WHAT IS BEING ASKED:
Restate each entry word for word, leaving nothing out.

(Point labeling examples)
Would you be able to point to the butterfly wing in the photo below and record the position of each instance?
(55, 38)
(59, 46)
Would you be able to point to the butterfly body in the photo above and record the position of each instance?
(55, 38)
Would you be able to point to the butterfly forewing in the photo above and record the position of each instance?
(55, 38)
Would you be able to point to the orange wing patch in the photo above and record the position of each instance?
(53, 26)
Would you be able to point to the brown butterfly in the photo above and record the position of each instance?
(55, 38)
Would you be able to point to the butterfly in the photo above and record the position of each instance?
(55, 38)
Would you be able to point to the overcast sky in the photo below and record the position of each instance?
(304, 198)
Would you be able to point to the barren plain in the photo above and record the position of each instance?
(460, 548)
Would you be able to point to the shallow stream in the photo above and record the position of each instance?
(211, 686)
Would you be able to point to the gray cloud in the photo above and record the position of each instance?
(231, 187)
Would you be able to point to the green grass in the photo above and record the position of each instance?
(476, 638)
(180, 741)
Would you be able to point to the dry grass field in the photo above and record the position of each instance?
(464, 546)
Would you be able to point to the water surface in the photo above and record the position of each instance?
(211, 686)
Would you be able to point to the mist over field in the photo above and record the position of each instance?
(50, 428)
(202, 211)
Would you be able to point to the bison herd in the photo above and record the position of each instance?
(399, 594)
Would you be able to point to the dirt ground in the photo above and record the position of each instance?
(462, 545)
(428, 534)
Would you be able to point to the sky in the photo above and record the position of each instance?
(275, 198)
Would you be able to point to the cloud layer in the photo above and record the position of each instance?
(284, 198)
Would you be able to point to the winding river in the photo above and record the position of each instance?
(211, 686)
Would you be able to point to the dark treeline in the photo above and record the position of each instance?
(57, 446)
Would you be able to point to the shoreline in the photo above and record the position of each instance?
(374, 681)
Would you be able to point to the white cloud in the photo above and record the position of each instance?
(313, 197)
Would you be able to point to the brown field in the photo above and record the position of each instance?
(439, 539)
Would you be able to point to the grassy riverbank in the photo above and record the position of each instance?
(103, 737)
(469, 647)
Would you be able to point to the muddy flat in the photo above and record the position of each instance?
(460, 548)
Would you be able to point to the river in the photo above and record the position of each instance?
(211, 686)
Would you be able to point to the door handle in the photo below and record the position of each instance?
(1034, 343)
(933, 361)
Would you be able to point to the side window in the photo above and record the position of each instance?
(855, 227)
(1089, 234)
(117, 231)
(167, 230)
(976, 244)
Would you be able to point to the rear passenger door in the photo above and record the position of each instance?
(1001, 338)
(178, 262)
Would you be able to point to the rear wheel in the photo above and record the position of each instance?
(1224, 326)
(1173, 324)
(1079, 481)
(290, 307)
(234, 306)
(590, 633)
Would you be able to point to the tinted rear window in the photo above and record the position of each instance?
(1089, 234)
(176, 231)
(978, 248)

EXERCISE SOLUTION:
Would you be able to point to the butterfly wing in the photo below and record the position of each instance?
(55, 38)
(59, 46)
Would you be able to point to the butterfly body in the photo above and record the position of each instance?
(55, 38)
Would you be able to point to the butterfly forewing in the photo above and record the position of each instance?
(55, 38)
Would you be able to point to the orange wing patch in the photo above and record the position of each instance?
(53, 26)
Would you be able to point to the brown butterfly in the photo above and record the position of each instance?
(55, 38)
Would you be able to point to the butterfly in the photo above and record the position of each instance?
(55, 38)
Would you be able to point to the overcast sky in the photo below and record the position of each instance?
(304, 198)
Would you be able to point to the barren plain in the photo above and record the position of each instance?
(460, 548)
Would you be able to point to the shallow stream in the photo above and record the position of each instance?
(211, 686)
Would you be able to point to the gray cloud in the photo above and record the position of each instance?
(231, 187)
Would you be able to point to the green grass in the photo above and record the position of each instance?
(476, 638)
(180, 741)
Would you be able to point to the dry grass field in the photo above and record the position of each instance?
(464, 546)
Would you be able to point to the water surface in the photo above and record the position of each instance?
(211, 686)
Would you be able to point to the mist over field in the photo above and record the position of each instance?
(50, 428)
(202, 211)
Would you be able to point to the bison herd in the photo above and record the position of each instance?
(399, 594)
Would you be able to point to the dirt ground in the photo above and record the position of each instance?
(462, 545)
(428, 534)
Would you be able to point to the sky in the photo above and record the position of each instance?
(275, 198)
Would you be able to point to the cloud layer in the photo above and record the position of each instance?
(284, 198)
Would you be able to point to the winding river in the photo above and record the position of each instance?
(211, 686)
Would you be able to point to the dark treeline in the photo above and record the position of each instance?
(57, 446)
Would you be able to point to the shoreline in the photo above and record the position of each instance?
(374, 681)
Would you be able to point to the white cloud in the photo above and record the position of each instance?
(313, 197)
Would you be able to point to the brown field in the photo above and record the position of each instance?
(439, 539)
Would you be able to point to the grassy riverbank in the photo above and record the position of each instance?
(103, 737)
(469, 647)
Would you be able to point to the muddy flat in the photo above and record the position of each instance?
(460, 548)
Would you be able to point to the river in the photo above and record the position of each instance?
(211, 686)
Would you be able to point to the door handle in the photo below and record the position of each instance?
(1034, 343)
(933, 361)
Would you be able to point to the side window in the photo above and record the position of each instance?
(855, 227)
(1089, 234)
(117, 231)
(167, 230)
(976, 244)
Would you be able to point to the rear passenger door in the photo above and record the position of each instance?
(1001, 338)
(178, 262)
Would you be able to point to the rear wheel in the photo above and record the position of each instance?
(1224, 326)
(1173, 324)
(1079, 481)
(290, 307)
(234, 306)
(590, 633)
Would you be able to point to the tinted rear window in the photo above and record the position of each instance?
(1089, 234)
(176, 231)
(978, 248)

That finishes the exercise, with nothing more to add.